EXERCISES:
- 1) Answer these questions using the passage on administrative inspections, and mark your answers (a), (b), and (c):
(a) In which case did the Court address warrantless inspections of gun dealers?
(b) What was "probable cause" redefined to mean for routine inspections?
(c) Which 1967 decision changed the Fourth Amendment from a property-based to a privacy-based system?
- 2) Reproduce the passage on administrative inspections word for word from "Prior to the" to "be constitutionally protected.".
- 3) Carry on the passage on administrative inspections from the point where it stops.

PAGE EXTRACT:
▬▬▬

The rulings of See and Camara broadened application of Fourth Amendment protection. They established that fire, health, and building inspections were "searches." Therefore, government officials must obtain warrants for administrative entry for both private residences and commercial properties not open to the public. However, the Court also created substantially new and different standards for obtaining such warrants. The warrants required something less than the normal probable cause and "particularity" associated with criminal investigations. First, "probable cause" was redefined to simply mean "reasonableness" of routine inspections, rather than requiring a detailed level of knowledge about the condition of the property. The lesser degree of proof was required since inspections were considered by the Court neither personal in nature nor focused on a crime and involved limited invasion of privacy. Secondly, the "particularity" requirement of the Amendment was also altered since the desire was to inspect a large number of properties rather than targeting any specific one. In essence, suspicionless searches were recognized.



Following the See decision, the Court identified several exceptions to the warrant requirements. Businesses subject to pervasive government regulation did not enjoy the same Fourth Amendment protections. These included establishments covered by liquor laws as decided in Colonnade Catering Corp. v. United States (1970) and gun dealers in United States v. Biswell (1972). Operating such businesses posed an "implied consent" to warrantless inspections. In Michigan v. Tyler (1978) the Court ruled that fire investigators and firefighters did not need warrants to investigate a fire during or immediately after a fire, including efforts to fight a fire. However, any further entries at the site of a fire would require warrants if access was not granted. On the other hand like See, the Court found in Marshall v. Barlow, Inc. (1978) that when owners object to occupational health and safety inspections in nonpublic work areas warrants are required.

Prior to the 1960s, concepts of protecting privacy under the Fourth Amendment required warrants only when government officials were physically intruding actual property. The Court, later in 1967 after See, significantly expanded Fourth Amendment protections once again in the Katz v. United States decision. The Court transformed the Fourth Amendment from a property-based to a privacy-based system. Warrants became necessary if the individual had a reasonable expectation of privacy from government surveillance and confrontation. Even if a person was in a public place they may be constitutionally protected.

▬▬▬

RECORDS PROVIDED:
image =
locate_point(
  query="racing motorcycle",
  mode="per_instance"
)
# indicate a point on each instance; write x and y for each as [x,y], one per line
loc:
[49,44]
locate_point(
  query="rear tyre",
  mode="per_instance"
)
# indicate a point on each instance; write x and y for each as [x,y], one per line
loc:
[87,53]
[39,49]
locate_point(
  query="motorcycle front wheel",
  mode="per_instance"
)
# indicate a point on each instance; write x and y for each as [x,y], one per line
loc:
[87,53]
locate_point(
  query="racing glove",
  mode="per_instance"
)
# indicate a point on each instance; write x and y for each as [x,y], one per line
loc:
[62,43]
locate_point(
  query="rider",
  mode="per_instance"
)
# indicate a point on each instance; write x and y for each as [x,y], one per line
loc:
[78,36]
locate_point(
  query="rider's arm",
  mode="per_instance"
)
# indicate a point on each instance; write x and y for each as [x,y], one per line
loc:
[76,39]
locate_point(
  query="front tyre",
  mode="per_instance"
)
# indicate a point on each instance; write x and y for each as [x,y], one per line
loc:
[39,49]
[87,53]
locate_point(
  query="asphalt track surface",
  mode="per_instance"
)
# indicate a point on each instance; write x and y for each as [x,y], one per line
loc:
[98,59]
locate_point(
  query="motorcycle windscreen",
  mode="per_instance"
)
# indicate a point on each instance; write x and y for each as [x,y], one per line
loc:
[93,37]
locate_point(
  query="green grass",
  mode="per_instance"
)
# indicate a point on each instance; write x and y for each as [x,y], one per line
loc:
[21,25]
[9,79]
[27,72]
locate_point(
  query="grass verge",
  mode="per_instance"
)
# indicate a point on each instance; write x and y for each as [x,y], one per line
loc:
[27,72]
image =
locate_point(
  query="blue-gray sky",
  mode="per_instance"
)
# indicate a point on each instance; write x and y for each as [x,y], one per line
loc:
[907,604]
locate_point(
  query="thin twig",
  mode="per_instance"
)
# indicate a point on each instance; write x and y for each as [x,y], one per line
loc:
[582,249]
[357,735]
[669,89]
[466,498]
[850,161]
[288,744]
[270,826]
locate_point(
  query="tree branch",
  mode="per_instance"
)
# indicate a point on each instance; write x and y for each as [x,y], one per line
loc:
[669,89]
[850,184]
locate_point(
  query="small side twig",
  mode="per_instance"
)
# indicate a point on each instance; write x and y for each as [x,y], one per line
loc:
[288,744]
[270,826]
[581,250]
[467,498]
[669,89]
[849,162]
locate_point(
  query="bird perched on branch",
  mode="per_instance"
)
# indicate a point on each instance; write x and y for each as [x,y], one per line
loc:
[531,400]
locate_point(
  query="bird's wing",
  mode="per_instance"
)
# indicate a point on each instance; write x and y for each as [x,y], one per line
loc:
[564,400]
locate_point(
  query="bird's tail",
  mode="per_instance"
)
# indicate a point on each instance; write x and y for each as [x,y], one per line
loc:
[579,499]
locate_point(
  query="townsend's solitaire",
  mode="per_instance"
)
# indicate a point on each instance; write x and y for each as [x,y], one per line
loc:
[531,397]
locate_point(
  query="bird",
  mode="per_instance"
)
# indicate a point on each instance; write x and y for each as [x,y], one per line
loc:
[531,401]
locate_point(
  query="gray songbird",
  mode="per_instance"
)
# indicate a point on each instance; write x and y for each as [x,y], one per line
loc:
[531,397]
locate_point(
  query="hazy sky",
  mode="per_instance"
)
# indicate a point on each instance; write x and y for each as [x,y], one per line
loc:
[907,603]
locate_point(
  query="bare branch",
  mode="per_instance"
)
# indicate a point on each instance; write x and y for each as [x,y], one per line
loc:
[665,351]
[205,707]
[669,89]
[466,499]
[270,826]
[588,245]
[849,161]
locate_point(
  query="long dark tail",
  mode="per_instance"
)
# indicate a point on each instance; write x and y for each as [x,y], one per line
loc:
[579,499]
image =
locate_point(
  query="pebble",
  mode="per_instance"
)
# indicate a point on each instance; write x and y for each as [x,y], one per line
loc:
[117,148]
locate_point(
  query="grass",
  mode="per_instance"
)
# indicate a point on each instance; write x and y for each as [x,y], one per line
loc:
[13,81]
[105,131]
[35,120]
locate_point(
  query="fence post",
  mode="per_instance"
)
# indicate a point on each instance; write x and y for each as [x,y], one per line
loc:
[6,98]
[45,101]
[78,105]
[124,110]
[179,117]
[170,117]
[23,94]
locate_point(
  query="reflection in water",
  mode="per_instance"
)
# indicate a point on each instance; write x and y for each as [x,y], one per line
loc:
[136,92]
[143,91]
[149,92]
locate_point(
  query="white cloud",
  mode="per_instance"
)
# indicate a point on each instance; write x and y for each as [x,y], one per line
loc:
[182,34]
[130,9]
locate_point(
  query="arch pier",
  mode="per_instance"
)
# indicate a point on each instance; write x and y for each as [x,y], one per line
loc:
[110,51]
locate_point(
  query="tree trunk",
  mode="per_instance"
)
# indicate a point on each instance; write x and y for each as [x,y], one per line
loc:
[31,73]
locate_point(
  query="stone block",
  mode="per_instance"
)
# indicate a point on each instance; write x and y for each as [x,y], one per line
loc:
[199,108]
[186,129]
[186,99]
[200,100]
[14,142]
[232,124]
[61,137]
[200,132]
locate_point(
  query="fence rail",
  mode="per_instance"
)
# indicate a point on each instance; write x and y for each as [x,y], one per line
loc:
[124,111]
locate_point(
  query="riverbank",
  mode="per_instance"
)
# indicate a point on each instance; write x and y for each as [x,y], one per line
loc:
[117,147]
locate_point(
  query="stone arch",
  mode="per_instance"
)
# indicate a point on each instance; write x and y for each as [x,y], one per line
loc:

▬▬▬

ANSWER SET:
- 1)
(a) United States v. Biswell (1972)
(b) The "reasonableness" of routine inspections
(c) Katz v. United States

- 2)
Prior to the 1960s, concepts of protecting privacy under the Fourth Amendment required warrants only when government officials were physically intruding actual property. The Court, later in 1967 after See, significantly expanded Fourth Amendment protections once again in the Katz v. United States decision. The Court transformed the Fourth Amendment from a property-based to a privacy-based system. Warrants became necessary if the individual had a reasonable expectation of privacy from government surveillance and confrontation. Even if a person was in a public place they may be constitutionally protected.

- 3)
Implications for administrative inspections were substantial. For example, use of drug sniffing dogs for random searches in public schools and airport luggage areas called forth issues of safeguarding the privacy of persons from arbitrary invasions by government officials. However, in 1979 the Court ruled the Fourth Amendment had only limited application in public schools since school officials act as surrogate parents. Such warrantless searches were lawful. In 1995 the Court in Vernonia School District 47J v. Acton upheld random, suspicionless drug testing of athletes by finding that a school's interest in deterring drug abuse outweighed students' rights. Young students did not have adult rights. Regarding other public places, President Bill Clinton in 1994 pressed for warrantless searches of apartments in public housing projects to fight crime.

Airline safety led to two applications of search. One, clearly warrantless, involved the screening and possible search of passengers prior to boarding airlines. Later in the 1990s concerns increased regarding the sale of unsafe `counterfeit' airplane parts to airlines. In 1995 the Federal Aviation Administration began escalating its search and seizure activities.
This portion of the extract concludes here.